GIVEN PROBLEM — Take the line that contains "of the microphone" as the first line and the last line of the material below as the final one; reproduce exactly the lines between, inclusive.

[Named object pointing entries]

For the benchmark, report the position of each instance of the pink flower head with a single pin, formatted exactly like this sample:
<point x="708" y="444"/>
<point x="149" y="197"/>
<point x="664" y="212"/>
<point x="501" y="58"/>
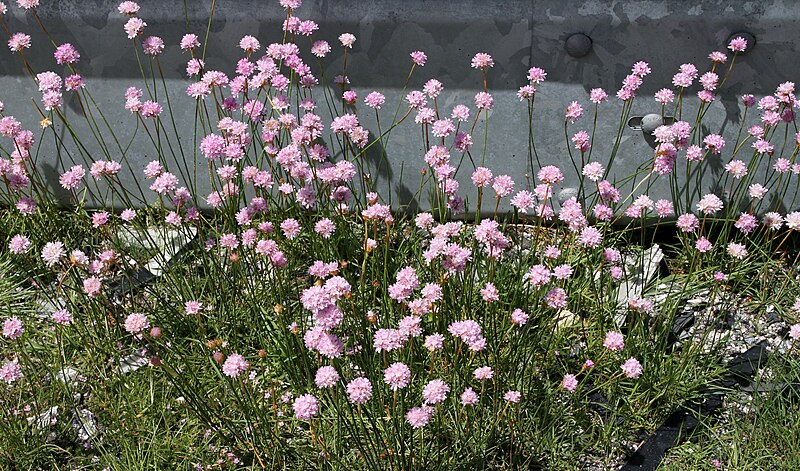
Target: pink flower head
<point x="709" y="204"/>
<point x="512" y="396"/>
<point x="536" y="75"/>
<point x="235" y="365"/>
<point x="52" y="253"/>
<point x="598" y="95"/>
<point x="359" y="391"/>
<point x="738" y="44"/>
<point x="19" y="244"/>
<point x="550" y="174"/>
<point x="469" y="397"/>
<point x="794" y="332"/>
<point x="249" y="44"/>
<point x="519" y="317"/>
<point x="66" y="54"/>
<point x="484" y="101"/>
<point x="570" y="382"/>
<point x="13" y="328"/>
<point x="134" y="27"/>
<point x="153" y="45"/>
<point x="306" y="407"/>
<point x="10" y="371"/>
<point x="632" y="368"/>
<point x="27" y="4"/>
<point x="326" y="377"/>
<point x="375" y="100"/>
<point x="189" y="41"/>
<point x="19" y="41"/>
<point x="128" y="8"/>
<point x="435" y="391"/>
<point x="397" y="376"/>
<point x="347" y="40"/>
<point x="482" y="61"/>
<point x="136" y="323"/>
<point x="574" y="112"/>
<point x="483" y="373"/>
<point x="419" y="58"/>
<point x="614" y="341"/>
<point x="418" y="417"/>
<point x="62" y="316"/>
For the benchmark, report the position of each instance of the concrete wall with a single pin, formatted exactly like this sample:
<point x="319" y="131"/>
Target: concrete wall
<point x="519" y="34"/>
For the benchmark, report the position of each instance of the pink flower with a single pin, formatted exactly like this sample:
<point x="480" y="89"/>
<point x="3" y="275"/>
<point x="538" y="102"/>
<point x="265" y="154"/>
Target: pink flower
<point x="570" y="382"/>
<point x="92" y="286"/>
<point x="434" y="342"/>
<point x="737" y="250"/>
<point x="556" y="298"/>
<point x="249" y="44"/>
<point x="347" y="40"/>
<point x="235" y="365"/>
<point x="19" y="244"/>
<point x="703" y="245"/>
<point x="153" y="45"/>
<point x="128" y="8"/>
<point x="66" y="54"/>
<point x="709" y="204"/>
<point x="397" y="376"/>
<point x="597" y="96"/>
<point x="375" y="100"/>
<point x="134" y="27"/>
<point x="62" y="316"/>
<point x="614" y="341"/>
<point x="419" y="58"/>
<point x="27" y="4"/>
<point x="469" y="397"/>
<point x="738" y="44"/>
<point x="484" y="101"/>
<point x="519" y="317"/>
<point x="306" y="407"/>
<point x="325" y="227"/>
<point x="418" y="417"/>
<point x="688" y="222"/>
<point x="151" y="109"/>
<point x="19" y="41"/>
<point x="435" y="391"/>
<point x="52" y="253"/>
<point x="135" y="323"/>
<point x="574" y="112"/>
<point x="490" y="293"/>
<point x="794" y="332"/>
<point x="512" y="396"/>
<point x="10" y="372"/>
<point x="632" y="368"/>
<point x="189" y="41"/>
<point x="550" y="174"/>
<point x="13" y="328"/>
<point x="326" y="377"/>
<point x="483" y="373"/>
<point x="359" y="391"/>
<point x="482" y="61"/>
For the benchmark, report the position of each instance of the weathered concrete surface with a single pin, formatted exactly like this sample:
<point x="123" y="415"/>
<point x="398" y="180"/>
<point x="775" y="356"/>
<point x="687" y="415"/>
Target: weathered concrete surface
<point x="518" y="34"/>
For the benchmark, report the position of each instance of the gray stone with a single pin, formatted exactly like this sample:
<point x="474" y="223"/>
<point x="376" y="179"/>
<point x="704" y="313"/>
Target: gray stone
<point x="518" y="33"/>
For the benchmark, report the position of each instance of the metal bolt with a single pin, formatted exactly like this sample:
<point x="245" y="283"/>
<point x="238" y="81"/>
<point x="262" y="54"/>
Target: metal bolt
<point x="578" y="45"/>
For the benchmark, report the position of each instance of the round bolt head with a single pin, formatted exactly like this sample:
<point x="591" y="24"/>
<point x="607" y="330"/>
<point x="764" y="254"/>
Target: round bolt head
<point x="578" y="45"/>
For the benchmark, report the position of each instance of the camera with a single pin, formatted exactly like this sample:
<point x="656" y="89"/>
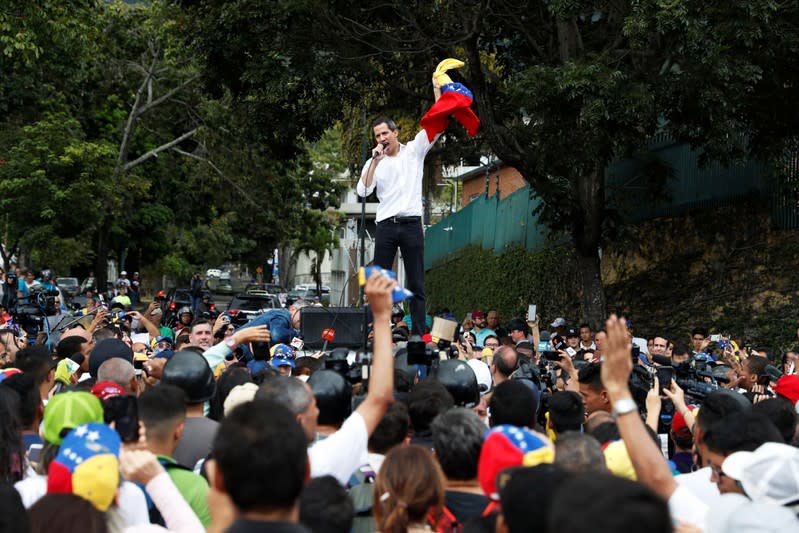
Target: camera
<point x="418" y="352"/>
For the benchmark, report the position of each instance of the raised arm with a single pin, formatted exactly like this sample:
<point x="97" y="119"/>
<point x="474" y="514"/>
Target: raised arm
<point x="381" y="383"/>
<point x="648" y="461"/>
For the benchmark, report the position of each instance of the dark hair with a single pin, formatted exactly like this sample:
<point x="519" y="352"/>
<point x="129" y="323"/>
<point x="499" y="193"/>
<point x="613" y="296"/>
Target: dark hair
<point x="66" y="513"/>
<point x="598" y="496"/>
<point x="415" y="486"/>
<point x="591" y="375"/>
<point x="720" y="404"/>
<point x="782" y="414"/>
<point x="757" y="365"/>
<point x="457" y="441"/>
<point x="258" y="443"/>
<point x="30" y="397"/>
<point x="199" y="322"/>
<point x="69" y="345"/>
<point x="289" y="392"/>
<point x="579" y="452"/>
<point x="325" y="507"/>
<point x="743" y="433"/>
<point x="679" y="349"/>
<point x="527" y="496"/>
<point x="606" y="432"/>
<point x="392" y="429"/>
<point x="566" y="411"/>
<point x="513" y="403"/>
<point x="161" y="409"/>
<point x="426" y="401"/>
<point x="384" y="120"/>
<point x="501" y="360"/>
<point x="13" y="516"/>
<point x="11" y="448"/>
<point x="232" y="377"/>
<point x="35" y="360"/>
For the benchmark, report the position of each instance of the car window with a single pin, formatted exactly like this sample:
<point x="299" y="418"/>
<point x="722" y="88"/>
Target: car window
<point x="251" y="304"/>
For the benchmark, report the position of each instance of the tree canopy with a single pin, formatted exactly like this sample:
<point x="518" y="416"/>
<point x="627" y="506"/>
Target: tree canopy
<point x="562" y="87"/>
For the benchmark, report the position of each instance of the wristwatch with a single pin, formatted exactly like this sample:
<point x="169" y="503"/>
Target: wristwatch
<point x="625" y="406"/>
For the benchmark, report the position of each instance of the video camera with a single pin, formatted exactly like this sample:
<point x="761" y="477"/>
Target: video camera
<point x="336" y="360"/>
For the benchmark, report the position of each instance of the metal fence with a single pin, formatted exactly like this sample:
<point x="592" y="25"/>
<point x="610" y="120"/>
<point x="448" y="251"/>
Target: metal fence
<point x="495" y="224"/>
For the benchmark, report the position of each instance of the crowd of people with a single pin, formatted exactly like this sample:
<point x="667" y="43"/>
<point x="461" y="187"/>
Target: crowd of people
<point x="125" y="424"/>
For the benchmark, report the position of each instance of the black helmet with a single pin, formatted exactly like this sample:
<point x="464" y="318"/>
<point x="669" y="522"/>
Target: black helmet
<point x="190" y="371"/>
<point x="459" y="379"/>
<point x="333" y="396"/>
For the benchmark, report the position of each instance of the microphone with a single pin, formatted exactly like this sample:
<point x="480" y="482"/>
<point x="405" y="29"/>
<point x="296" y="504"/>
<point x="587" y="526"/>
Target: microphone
<point x="384" y="144"/>
<point x="662" y="360"/>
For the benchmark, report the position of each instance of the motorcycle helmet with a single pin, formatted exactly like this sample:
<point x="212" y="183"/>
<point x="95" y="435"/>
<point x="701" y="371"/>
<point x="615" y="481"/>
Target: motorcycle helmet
<point x="333" y="395"/>
<point x="188" y="370"/>
<point x="459" y="379"/>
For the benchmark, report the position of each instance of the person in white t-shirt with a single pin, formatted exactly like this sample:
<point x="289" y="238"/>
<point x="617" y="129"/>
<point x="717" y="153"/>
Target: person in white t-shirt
<point x="395" y="170"/>
<point x="343" y="451"/>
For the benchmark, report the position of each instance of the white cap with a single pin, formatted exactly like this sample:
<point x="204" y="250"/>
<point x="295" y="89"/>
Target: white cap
<point x="735" y="513"/>
<point x="769" y="474"/>
<point x="238" y="395"/>
<point x="483" y="374"/>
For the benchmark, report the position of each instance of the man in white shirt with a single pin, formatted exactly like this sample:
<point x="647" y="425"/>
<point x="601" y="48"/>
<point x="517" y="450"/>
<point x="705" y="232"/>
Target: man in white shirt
<point x="395" y="170"/>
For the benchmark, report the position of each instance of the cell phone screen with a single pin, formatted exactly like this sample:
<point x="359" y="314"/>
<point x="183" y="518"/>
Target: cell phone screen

SOLUTION FOR THIS TASK —
For the benchmark, report the position of each instance of the microphone with a single pin, formatted exactly like this sample:
<point x="480" y="482"/>
<point x="405" y="29"/>
<point x="296" y="504"/>
<point x="587" y="526"/>
Target: microphone
<point x="384" y="144"/>
<point x="662" y="360"/>
For the benchmark, report the position of each instance of the motorcycle helmet with a single pin, formatted exactly like this sample:
<point x="212" y="183"/>
<point x="95" y="435"/>
<point x="701" y="371"/>
<point x="615" y="481"/>
Target: motorcycle helmet
<point x="333" y="395"/>
<point x="188" y="370"/>
<point x="459" y="379"/>
For the benchmark, report the position of each instance of the person in white t-shirt with a single pin, formatted exactly like this sample:
<point x="289" y="238"/>
<point x="617" y="129"/>
<point x="717" y="153"/>
Target: person in white t-shirt
<point x="395" y="170"/>
<point x="343" y="451"/>
For the benchmark, report the position of each instance of the white cap with a single pin, formatted exactly like this sample:
<point x="204" y="250"/>
<point x="295" y="89"/>
Target: white cap
<point x="735" y="513"/>
<point x="769" y="474"/>
<point x="238" y="395"/>
<point x="483" y="374"/>
For the benchmark, report the position of each instance of the man in white shirt with a single pin, formatted exactly like this sample:
<point x="647" y="425"/>
<point x="601" y="48"/>
<point x="517" y="450"/>
<point x="705" y="232"/>
Target: man in white shirt
<point x="395" y="170"/>
For the benchmark, report the position of each instance of the cell phone screen with a single pin, formatted exactly like this sample:
<point x="359" y="314"/>
<point x="183" y="518"/>
Target: cell phone screen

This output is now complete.